__EXTRAIT DU DOCUMENT__:
---------------

Les autres sont à retrouver là:
1 – l’aterresaintissage
2 – des vapeurs
3 – Shabbat à Kaplan Street
4 – Antifascist Defense Force, Division Hegel
5 – Les mots de la femme
6 – Si il y avait une constitution et qu’à Jérusalem il y avait la mer
7 – Gog et Magog
8 – Falafel Final
Entre Jérusalem et Tel-Aviv (ou plutôt entre Tel-Aviv et Jérusalem) il y a un train. Le voyage entre les deux villes prend 37 minutes…
La gare de Tel Aviv ne ressemble pas à grand-chose. Quelque chose entre la gare de province et la station de RER. Pour y aller il faut passer par les aspects moins rutilants de Tel Aviv. En clair les quartiers où on met les noirs et les junkies.
A Jérusalem en revanche, c’est tout l’inverse. On arrive dans un immense tunnel, sorte de cordon ombilical sensé vous propulser dans le ventre de Dieu…
Après une série de 4 escalators flambants neufs, dont les murs sont ornés de photos en hommage au génie humain bâtisseur qui a accompli cette œuvre, on arrive dans un quartier en pleins travaux, au milieu des grues, du tramway, et des juifs religieux. « Entre tradition et modernité » dirait le spot publicitaire des années 90 qui irait sur l’image.
Jérusalem n’est clairement pas, à première vue, moins américaine et consommatrice que Tel Aviv. Résolument plus moyen-oriental par contre. Autre point notable de différence, ici les vieux peuvent circuler sur les trottoirs. Et enfin, si je n’ai eu aucun mal (grâce à mon flair légendaire) à me réfugier dans un « art café », havre de hippie wokistes sirotant du mokkaccino en travaillant sur leurs portable, cette ville demeure clairement celle des religieux.

---------------

__CONSIGNE ÉCRITE A__: Recopiez le passage de l'extrait du document situé entre « Les autres sont » et « et les junkies. », ces deux bornes comprises.
__CONSIGNE ÉCRITE B__: Traduisez en anglais la phrase suivante de l'extrait du document : « La gare de Tel Aviv ne ressemble pas à grand-chose. »
__CONSIGNE ÉCRITE C__: Relevez l'ensemble des titres numérotés qui figurent en tête de l'extrait du document.
La liste qui suit ne joue aucun rôle dans cet exercice.

---------------

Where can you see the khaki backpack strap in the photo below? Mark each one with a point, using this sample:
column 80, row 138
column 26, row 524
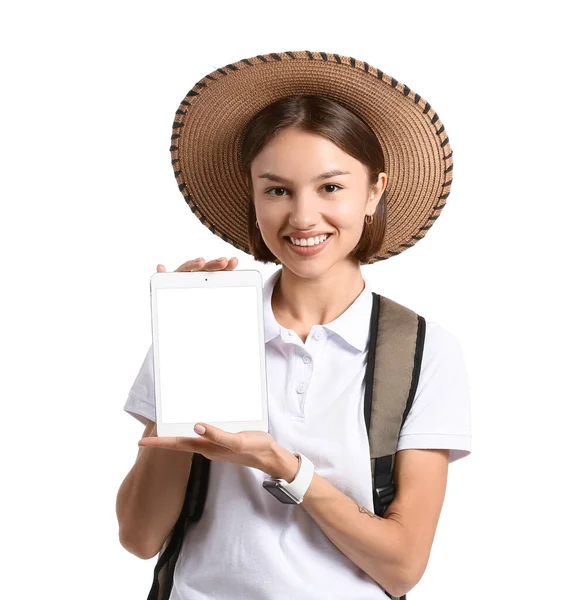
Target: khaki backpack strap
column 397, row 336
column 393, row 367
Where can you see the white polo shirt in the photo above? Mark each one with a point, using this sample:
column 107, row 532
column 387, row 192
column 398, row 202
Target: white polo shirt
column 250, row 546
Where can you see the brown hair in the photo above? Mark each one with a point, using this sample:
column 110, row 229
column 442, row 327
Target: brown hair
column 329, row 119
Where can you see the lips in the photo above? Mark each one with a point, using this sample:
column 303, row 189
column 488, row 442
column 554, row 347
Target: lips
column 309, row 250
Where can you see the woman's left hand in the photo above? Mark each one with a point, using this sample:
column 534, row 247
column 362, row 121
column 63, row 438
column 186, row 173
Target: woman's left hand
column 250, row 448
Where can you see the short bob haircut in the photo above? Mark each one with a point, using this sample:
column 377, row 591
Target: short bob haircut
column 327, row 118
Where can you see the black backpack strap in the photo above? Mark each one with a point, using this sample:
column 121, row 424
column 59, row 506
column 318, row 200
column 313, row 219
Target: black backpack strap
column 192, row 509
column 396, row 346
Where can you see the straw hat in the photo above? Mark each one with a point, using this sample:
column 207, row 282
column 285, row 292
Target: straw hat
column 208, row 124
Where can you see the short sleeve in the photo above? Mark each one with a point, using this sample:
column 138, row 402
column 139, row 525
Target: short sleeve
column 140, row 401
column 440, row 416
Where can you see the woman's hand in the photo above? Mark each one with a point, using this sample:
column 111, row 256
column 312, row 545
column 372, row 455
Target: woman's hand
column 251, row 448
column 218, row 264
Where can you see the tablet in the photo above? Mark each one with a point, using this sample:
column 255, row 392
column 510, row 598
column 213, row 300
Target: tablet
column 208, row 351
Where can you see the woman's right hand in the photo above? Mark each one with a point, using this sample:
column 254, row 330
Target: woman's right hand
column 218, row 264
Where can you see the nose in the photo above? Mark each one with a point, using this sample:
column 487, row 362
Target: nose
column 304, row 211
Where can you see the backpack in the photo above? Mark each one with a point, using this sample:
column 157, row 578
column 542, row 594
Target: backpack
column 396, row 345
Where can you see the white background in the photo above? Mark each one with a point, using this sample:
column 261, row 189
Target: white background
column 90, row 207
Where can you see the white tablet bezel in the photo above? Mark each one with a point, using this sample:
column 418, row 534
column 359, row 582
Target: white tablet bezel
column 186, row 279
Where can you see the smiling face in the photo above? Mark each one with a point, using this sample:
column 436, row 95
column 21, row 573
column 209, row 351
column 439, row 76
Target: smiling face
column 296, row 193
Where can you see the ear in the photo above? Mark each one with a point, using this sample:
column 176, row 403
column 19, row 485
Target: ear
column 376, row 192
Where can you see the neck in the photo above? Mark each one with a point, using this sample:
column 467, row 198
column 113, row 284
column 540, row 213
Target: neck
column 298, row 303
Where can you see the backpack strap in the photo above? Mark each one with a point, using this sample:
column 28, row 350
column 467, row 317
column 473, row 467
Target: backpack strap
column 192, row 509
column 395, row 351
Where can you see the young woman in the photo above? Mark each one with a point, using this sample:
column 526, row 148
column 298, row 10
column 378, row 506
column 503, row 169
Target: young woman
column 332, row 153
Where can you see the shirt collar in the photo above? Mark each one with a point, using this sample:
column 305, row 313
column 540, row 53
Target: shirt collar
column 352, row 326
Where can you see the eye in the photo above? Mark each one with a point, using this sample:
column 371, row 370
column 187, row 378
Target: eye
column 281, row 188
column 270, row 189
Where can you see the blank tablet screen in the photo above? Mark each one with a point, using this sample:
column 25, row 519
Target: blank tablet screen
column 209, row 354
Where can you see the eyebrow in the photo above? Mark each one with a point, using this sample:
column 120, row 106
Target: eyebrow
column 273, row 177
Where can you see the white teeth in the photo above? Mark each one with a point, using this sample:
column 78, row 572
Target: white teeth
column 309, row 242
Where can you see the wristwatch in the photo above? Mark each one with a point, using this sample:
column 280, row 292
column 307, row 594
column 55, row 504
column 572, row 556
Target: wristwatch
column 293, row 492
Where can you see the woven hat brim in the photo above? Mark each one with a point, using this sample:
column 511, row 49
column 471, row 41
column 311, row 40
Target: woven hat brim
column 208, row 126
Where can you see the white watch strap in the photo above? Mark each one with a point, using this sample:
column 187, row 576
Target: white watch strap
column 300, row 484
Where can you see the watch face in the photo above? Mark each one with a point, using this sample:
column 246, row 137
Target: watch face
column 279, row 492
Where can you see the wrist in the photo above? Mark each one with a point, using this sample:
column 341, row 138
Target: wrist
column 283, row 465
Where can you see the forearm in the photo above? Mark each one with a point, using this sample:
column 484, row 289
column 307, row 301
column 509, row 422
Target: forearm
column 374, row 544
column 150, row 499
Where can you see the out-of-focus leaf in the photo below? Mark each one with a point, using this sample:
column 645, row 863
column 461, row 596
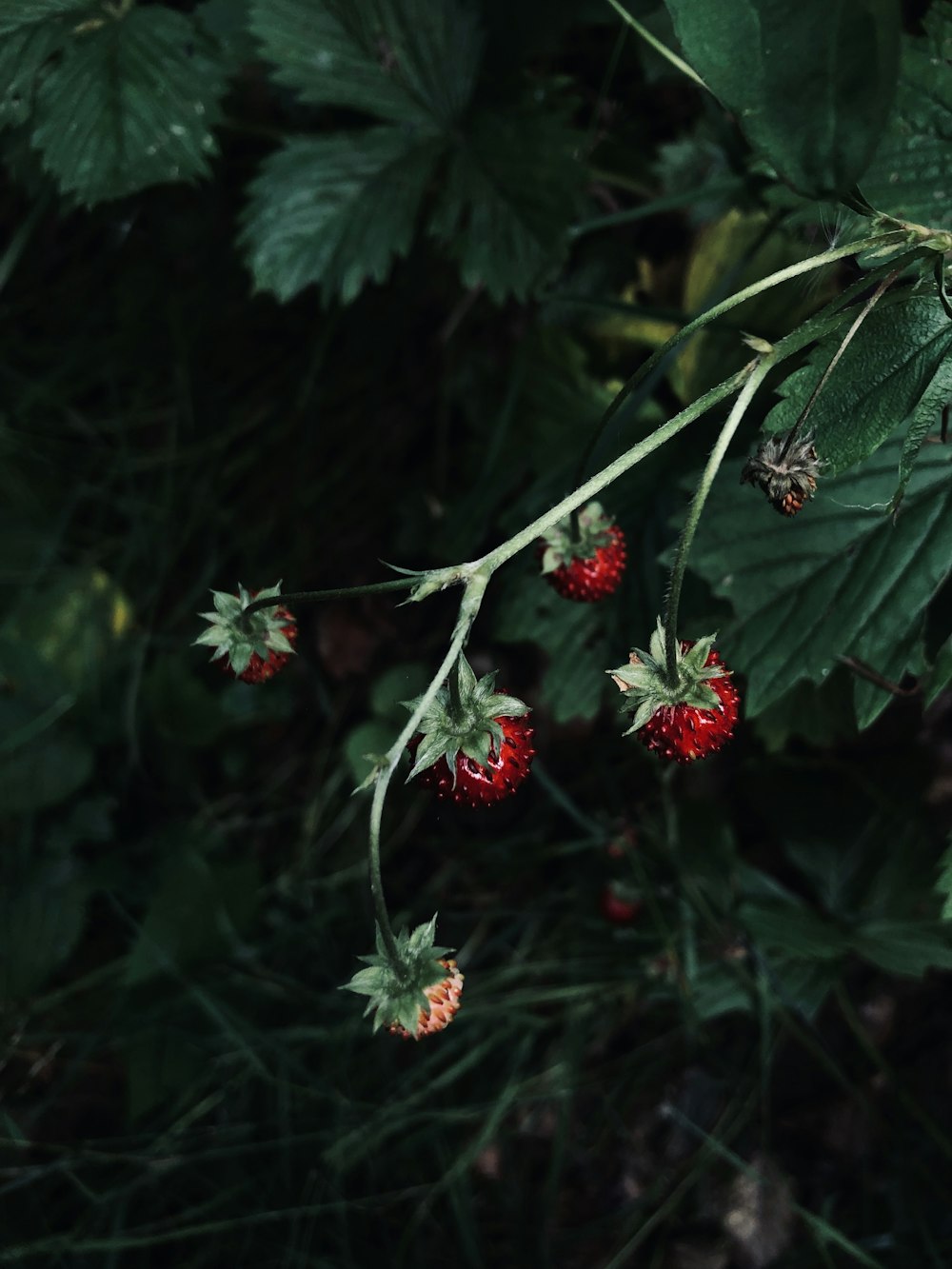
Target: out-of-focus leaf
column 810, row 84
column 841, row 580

---------------

__RÉSULTAT ATTENDU A__:
Les autres sont à retrouver là:
1 – l’aterresaintissage
2 – des vapeurs
3 – Shabbat à Kaplan Street
4 – Antifascist Defense Force, Division Hegel
5 – Les mots de la femme
6 – Si il y avait une constitution et qu’à Jérusalem il y avait la mer
7 – Gog et Magog
8 – Falafel Final
Entre Jérusalem et Tel-Aviv (ou plutôt entre Tel-Aviv et Jérusalem) il y a un train. Le voyage entre les deux villes prend 37 minutes…
La gare de Tel Aviv ne ressemble pas à grand-chose. Quelque chose entre la gare de province et la station de RER. Pour y aller il faut passer par les aspects moins rutilants de Tel Aviv. En clair les quartiers où on met les noirs et les junkies.

__RÉSULTAT ATTENDU B__: The Tel Aviv train station doesn't look like much.

__RÉSULTAT ATTENDU C__:
1 – l'aterresaintissage
2 – des vapeurs
3 – Shabbat à Kaplan Street
4 – Antifascist Defense Force, Division Hegel
5 – Les mots de la femme
6 – Si il y avait une constitution et qu'à Jérusalem il y avait la mer
7 – Gog et Magog
8 – Falafel Final